DATASET ENTRIES:
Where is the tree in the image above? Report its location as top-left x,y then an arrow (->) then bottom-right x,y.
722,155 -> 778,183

--

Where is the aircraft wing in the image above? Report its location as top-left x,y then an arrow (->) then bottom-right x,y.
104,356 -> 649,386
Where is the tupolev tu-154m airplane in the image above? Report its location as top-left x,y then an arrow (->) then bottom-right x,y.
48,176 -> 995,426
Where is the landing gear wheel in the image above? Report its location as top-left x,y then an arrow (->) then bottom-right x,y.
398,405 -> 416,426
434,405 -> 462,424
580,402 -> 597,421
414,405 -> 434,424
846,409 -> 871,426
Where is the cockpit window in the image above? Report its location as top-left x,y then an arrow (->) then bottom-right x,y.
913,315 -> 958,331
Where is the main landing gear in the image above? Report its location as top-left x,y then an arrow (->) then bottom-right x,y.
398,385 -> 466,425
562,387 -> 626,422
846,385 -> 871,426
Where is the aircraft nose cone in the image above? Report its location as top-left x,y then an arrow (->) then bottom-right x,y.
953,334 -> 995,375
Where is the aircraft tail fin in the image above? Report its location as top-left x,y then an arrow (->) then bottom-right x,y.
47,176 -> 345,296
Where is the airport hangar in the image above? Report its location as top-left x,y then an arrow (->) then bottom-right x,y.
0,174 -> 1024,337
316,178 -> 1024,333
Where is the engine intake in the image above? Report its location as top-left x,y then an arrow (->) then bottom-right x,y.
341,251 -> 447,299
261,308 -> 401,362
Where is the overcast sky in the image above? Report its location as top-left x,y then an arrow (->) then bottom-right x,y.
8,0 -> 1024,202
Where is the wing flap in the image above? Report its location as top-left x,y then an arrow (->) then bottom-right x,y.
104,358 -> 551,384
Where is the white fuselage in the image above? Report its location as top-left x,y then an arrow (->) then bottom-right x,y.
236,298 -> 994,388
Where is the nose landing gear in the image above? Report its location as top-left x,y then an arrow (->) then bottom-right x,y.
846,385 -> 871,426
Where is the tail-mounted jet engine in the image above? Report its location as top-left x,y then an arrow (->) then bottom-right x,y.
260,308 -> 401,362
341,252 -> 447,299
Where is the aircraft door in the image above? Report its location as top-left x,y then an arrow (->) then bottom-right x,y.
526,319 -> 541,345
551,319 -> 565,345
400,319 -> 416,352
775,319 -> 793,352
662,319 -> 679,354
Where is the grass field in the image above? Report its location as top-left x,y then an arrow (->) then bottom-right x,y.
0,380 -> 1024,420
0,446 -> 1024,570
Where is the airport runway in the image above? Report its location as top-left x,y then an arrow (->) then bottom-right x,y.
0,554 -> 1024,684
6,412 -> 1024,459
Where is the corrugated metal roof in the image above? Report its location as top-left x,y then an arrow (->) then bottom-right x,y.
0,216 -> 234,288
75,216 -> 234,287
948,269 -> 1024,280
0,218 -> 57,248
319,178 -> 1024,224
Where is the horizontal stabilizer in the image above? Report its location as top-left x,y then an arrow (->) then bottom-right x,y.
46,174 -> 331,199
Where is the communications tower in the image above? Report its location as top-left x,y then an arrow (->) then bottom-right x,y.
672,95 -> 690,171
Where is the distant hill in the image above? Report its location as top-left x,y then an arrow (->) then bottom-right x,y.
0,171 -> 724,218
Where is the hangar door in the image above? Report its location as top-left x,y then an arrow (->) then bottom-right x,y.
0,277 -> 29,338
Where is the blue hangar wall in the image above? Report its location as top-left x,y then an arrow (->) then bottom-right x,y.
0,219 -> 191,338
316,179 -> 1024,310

EXERCISE TASK:
Convert everything from the line containing "Where is the overcast" down to and including the line containing "341,252 -> 447,299" into a Markdown table with two columns, Row and Text. Number each line in order and skip any blank lines.

EXPECTED ANSWER:
| Row | Text |
|---|---|
| 1 | Where is the overcast sky in the image above? Report its location as top-left x,y then an arrow (->) then bottom-right x,y. |
| 2 | 8,0 -> 1024,202 |
| 3 | Where is the wing flap in the image above? Report its location as top-left x,y then an arrow (->) then bottom-right x,y. |
| 4 | 104,358 -> 551,384 |
| 5 | Where is the white fuselage in the image above? Report its location as top-left x,y then an arrow (->) then bottom-right x,y. |
| 6 | 236,298 -> 994,388 |
| 7 | Where is the nose landing gear in the image above? Report its location as top-left x,y then an arrow (->) then bottom-right x,y. |
| 8 | 846,385 -> 871,426 |
| 9 | Where is the tail-mounted jet engine in the image above? Report its location as top-left x,y then an arrow (->) then bottom-right x,y. |
| 10 | 260,308 -> 401,362 |
| 11 | 341,252 -> 447,299 |